> Quoted passage
┄┄┄┄┄┄┄┄┄┄
Documentation Project to Slovenia``, ki povzema delo sekcije za
slovenjenje Linuxa pri društvu. Prispevek bo izšel v konferenčnem
zborniku, preliminarno in, hmm, ekskluzivno :-) pa ga ponujamo v branje
tudi bralkam in bralcem te liste.

Lep pozdrav, Primož

--
Primož Peterlin         email: primoz.peterlin na biofiz.mf.uni-lj.si
Inštitut za biofiziko MF, Lipičeva 2, SI-1000 Ljubljana, Slovenija
Fax: +386-61-1315127     WWW: http://sizif.mf.uni-lj.si/~peterlin/

--------------------------------------------------------------------------

Bringing the Linux Documentation Project to Slovenia

Primož Peterlin, Roman Maurer, Marko Samastur and Borut Mrak

(presented on the international conference Where East Meets West:
Technical Communication and Usability, October 29-31, 1998, HERMES
SoftLab, Ljubljana, Slovenia)


Abstract

Linux is presented in the broader context of free software. The idea
of free software is described, and the need for free documentation
matching free software is explained. Linux Documentation Project is an
example of free software, aiming to provide complete documentation for
the Linux operating system.  Among hundreds of volunteers there is
also a small group from Slovenia involved in the project. In this
paper we present our work on making documentation more accessible to
users in our community.
┄┄┄┄┄┄┄┄┄┄
> Provided material
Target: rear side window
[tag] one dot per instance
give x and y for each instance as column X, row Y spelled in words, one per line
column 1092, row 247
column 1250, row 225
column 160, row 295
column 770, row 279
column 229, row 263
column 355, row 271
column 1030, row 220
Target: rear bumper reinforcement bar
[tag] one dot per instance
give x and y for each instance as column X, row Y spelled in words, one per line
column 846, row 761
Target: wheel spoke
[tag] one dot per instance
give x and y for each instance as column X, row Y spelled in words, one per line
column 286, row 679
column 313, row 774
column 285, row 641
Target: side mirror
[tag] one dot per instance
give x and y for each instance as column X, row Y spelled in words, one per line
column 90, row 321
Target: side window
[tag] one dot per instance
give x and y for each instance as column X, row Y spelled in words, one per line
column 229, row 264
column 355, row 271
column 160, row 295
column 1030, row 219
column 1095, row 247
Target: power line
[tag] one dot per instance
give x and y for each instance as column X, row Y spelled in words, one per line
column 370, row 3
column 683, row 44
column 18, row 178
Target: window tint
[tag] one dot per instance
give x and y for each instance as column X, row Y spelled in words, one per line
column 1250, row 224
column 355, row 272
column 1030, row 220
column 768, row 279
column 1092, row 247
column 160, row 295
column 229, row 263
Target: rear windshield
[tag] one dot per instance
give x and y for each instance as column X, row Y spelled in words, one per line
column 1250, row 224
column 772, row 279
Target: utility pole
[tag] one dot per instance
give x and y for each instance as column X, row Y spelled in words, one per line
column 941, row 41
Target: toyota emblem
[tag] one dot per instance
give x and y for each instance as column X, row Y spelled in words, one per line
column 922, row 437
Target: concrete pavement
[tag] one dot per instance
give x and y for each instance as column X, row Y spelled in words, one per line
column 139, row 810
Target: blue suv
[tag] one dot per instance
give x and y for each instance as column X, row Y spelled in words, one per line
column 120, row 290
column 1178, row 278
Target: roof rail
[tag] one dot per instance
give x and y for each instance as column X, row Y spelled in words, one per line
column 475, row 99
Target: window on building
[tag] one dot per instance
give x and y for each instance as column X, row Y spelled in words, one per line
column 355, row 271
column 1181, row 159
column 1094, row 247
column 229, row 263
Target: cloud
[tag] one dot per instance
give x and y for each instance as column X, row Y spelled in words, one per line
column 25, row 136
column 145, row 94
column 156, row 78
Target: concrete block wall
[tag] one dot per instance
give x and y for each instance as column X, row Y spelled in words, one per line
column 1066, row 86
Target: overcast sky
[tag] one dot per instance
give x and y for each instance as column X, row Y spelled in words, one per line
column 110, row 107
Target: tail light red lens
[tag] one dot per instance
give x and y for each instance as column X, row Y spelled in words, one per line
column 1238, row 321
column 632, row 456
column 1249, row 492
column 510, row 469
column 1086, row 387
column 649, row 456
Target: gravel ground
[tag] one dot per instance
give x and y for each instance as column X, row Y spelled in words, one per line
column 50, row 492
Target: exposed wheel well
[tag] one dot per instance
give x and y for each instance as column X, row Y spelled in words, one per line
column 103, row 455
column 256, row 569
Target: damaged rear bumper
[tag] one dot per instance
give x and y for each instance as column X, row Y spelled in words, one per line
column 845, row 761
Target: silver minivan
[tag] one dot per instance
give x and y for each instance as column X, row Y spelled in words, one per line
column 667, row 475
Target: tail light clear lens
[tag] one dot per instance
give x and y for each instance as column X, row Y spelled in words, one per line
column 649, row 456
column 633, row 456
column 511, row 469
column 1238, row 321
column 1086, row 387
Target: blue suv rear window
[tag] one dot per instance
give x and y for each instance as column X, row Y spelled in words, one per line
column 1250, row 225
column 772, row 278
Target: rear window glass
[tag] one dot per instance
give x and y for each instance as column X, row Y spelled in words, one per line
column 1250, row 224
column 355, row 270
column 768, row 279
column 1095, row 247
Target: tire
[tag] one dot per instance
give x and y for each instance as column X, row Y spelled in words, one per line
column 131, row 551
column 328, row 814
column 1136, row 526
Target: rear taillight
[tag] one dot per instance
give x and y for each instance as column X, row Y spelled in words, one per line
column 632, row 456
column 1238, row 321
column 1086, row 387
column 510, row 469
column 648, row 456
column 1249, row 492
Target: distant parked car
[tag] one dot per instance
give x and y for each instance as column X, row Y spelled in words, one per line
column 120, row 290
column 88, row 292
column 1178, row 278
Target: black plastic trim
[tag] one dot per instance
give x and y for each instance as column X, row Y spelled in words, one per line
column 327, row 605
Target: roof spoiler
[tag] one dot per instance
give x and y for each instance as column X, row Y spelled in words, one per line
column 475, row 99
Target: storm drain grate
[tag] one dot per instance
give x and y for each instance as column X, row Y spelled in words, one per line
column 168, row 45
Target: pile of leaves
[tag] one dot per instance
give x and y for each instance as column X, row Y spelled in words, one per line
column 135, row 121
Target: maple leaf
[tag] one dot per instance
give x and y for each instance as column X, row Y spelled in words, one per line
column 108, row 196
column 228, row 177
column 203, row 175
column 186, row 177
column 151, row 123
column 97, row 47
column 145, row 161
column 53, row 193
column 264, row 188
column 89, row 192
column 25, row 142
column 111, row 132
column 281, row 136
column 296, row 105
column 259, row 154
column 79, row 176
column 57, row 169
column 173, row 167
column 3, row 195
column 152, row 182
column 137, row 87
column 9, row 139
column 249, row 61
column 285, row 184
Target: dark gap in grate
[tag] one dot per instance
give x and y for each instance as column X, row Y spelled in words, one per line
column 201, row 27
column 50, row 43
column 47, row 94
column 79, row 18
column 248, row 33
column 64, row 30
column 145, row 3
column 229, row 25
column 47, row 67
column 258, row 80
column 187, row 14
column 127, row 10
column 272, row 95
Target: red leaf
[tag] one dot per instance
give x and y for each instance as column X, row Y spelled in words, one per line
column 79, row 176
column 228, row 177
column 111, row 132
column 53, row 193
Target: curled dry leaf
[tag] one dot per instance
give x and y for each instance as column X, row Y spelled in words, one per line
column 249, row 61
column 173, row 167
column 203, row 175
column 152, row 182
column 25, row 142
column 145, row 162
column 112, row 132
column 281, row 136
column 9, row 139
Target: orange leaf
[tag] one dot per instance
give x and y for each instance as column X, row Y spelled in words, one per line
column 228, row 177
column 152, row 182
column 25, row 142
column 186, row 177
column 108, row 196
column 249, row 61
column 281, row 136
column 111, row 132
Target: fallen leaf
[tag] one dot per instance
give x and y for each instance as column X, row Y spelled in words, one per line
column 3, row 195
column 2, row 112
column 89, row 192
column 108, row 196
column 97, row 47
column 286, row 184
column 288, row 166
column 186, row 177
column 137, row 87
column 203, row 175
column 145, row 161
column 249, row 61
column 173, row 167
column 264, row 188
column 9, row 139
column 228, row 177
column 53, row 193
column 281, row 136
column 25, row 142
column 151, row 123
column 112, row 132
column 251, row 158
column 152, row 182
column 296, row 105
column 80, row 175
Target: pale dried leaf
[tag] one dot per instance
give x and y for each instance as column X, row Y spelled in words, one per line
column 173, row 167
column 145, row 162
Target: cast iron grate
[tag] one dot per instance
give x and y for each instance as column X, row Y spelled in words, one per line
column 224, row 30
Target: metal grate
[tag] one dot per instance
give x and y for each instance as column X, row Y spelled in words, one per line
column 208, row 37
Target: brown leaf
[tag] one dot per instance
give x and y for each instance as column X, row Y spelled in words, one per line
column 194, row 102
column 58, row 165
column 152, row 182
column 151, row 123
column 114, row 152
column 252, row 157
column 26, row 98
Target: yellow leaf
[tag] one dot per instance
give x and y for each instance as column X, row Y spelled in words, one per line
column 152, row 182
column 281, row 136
┄┄┄┄┄┄┄┄┄┄
> Challenges
• A. Do these statements agree with the Linux Documentation Project text? Give yes or no for each, with the deciding words quoted. (i) The paper was presented at a conference held in Ljubljana in 1998. (ii) The Linux Documentation Project is carried out by paid staff. (iii) Four people are named as authors of the paper.
• B. Can you carry the Linux Documentation Project text on from the end of its abstract?

> Responses for each task
• A.
(i) Yes: "October 29-31, 1998, HERMES SoftLab, Ljubljana, Slovenia"
(ii) No: "Among hundreds of volunteers"
(iii) Yes: "Primož Peterlin, Roman Maurer, Marko Samastur and Borut Mrak"

• B.
Introduction: Linux and Free Software 

I believe we should start at the very beginning: the title of our
talk, as it itself might already require a short explanation. What is
Linux? Linux is a multi-tasking, multi-user, multi-platform
POSIX-compliant (i.e. Unix-like) operating system. But since we are
not talking about its technical merits right now, we can focus on
another of its aspects: it's a free operating system. As the idea of
free software usually seems unusual at best to people in general, and
in particular to people working in the software industry, we feel the
need to spend a few words on the free software idea itself.

What is Free Software?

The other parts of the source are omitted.